• _TEXTAUSZUG_

⟨

Knapp anderthalb Jahre später gibt es nun aber Streit um die Frage, wem die Kostbarkeiten eigentlich gehören. Auf der Internetseite der Unesco reklamiert die Brüder-Grimm-Gesellschaft e. V. in Kassel die Bände für sich. Als Autor des Beitrags zeichnet Bernd Lauer, Geschäftsführer der Grimm-Gesellschaft und Leiter des städtischen Grimm-Museums in Kassel. Wissenschaftler aus Kassel, Berlin und Auckland in Neuseeland behaupten jetzt in einem Brief an die Unesco, der dieser Zeitung vorliegt, daß Lauers Angaben falsch seien: Die Bände, schreiben die Autoren, unter denen sich mit Axel Halle auch der Direktor der Kasseler Universitätsbibliothek befindet, gehörten eigentlich ebendiesem Haus — und nicht der Grimm-Gesellschaft.
Den Brief unterschrieb auch Wolfgang Windfuhr, von 1997 bis 2005 Präsident der Gesellschaft. Unter seine Ägide fiel die Aufnahme der Märchen ins Weltdokumentenerbe. Auf die Frage, warum er das Schreiben unterzeichnet habe, sagt Windfuhr, er fühle sich als früherer Präsident mitverantwortlich für die doch offenkundige Eigentumsanmaßung der Gesellschaft. Er habe — wie zahlreiche Wissenschaftler — damals nicht an der Version gezweifelt, die Werke gehörten der Grimm-Gesellschaft. Nun aber wolle er, angesichts der Faktenlage, die notwendige Korrektur befördern.

⟩

• _ARBEITSMATERIAL_
⟨

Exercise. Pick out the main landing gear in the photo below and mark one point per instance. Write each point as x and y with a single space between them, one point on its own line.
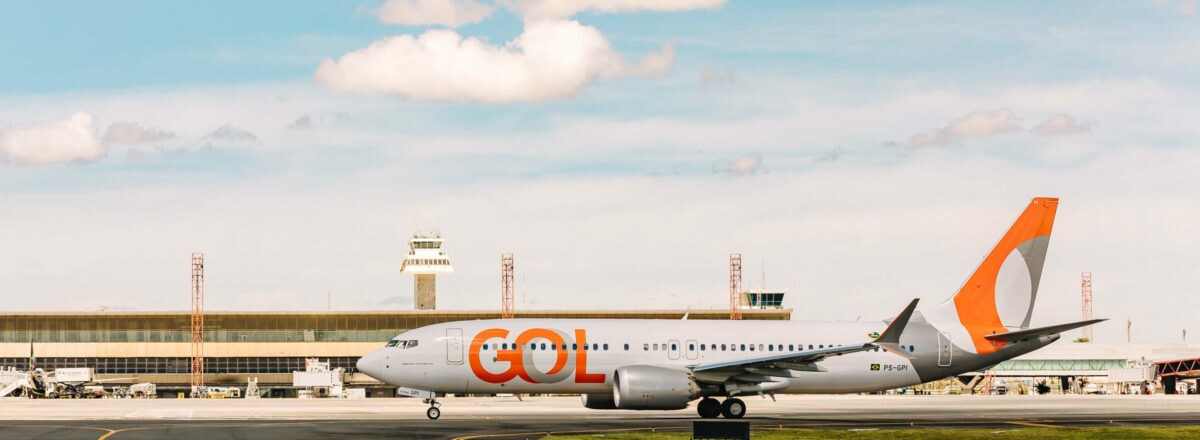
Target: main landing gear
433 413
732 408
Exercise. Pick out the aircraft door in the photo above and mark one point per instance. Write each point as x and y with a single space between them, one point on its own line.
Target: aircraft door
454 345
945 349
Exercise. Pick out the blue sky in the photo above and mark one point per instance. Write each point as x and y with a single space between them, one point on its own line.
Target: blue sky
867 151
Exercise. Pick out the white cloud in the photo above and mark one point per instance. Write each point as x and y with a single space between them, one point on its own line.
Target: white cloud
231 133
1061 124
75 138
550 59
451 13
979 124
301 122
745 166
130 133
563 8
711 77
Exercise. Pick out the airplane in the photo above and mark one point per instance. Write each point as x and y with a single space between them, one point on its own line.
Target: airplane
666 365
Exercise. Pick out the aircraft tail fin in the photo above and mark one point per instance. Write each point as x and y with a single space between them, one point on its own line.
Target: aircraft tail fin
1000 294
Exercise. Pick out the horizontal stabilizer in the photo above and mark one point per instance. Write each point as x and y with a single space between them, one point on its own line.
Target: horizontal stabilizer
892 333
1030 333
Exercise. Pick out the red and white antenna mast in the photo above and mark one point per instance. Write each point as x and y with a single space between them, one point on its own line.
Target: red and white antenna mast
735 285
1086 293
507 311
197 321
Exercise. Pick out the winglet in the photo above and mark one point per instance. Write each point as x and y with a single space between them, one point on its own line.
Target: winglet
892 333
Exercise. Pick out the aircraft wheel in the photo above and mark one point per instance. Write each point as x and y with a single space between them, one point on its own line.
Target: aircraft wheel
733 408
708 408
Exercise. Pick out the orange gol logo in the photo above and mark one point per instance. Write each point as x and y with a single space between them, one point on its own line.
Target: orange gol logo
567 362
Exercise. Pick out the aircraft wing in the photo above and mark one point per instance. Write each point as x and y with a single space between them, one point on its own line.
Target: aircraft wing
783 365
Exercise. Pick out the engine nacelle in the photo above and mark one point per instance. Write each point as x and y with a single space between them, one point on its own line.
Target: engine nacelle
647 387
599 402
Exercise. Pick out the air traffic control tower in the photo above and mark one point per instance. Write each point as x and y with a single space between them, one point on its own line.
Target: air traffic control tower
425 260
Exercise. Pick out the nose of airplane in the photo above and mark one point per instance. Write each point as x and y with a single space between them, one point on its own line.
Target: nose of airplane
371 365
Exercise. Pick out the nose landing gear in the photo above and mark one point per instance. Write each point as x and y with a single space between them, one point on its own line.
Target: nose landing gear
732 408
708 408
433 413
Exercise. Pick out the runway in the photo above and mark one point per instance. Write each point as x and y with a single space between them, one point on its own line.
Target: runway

⟩
⟨

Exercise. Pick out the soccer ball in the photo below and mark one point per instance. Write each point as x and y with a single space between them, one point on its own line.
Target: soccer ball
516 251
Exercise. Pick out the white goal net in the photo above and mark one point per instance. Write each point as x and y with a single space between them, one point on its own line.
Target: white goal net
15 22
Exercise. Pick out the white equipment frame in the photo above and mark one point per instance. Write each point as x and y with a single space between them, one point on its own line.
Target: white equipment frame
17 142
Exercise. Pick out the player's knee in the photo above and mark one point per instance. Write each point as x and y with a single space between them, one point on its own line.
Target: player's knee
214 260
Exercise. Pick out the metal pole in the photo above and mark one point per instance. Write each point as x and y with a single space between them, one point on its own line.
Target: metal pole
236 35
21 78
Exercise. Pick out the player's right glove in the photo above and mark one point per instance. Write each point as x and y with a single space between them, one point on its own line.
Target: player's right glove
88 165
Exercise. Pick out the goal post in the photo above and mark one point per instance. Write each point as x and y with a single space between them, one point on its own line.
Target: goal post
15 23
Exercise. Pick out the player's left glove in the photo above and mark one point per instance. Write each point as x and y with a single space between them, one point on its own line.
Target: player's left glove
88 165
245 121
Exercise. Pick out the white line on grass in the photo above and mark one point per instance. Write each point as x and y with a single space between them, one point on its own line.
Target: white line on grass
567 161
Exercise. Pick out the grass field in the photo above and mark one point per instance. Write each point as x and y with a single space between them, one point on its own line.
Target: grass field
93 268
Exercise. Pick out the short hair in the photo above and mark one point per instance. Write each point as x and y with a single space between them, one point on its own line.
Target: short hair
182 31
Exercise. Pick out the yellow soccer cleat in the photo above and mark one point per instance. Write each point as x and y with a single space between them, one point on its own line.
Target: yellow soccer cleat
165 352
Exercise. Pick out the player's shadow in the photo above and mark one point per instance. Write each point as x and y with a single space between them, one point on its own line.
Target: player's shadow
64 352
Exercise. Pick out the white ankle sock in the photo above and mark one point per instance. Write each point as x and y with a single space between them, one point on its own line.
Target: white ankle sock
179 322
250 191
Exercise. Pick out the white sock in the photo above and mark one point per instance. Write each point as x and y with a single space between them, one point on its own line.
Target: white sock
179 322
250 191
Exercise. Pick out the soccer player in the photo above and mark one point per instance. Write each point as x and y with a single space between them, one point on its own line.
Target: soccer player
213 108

⟩

• _AUFGABEN_
(1) In welchem Zeitraum war Wolfgang Windfuhr laut dem Textauszug Präsident der Gesellschaft?
(2) Ermittle, in wie vielen Zeilen der Datensätze das Wort „goal“ vorkommt, wobei Groß- und Kleinschreibung zu beachten ist. Nenne ausschließlich die Zahl.

• _LÖSUNGEN_
(1) Von 1997 bis 2005.

(2) 4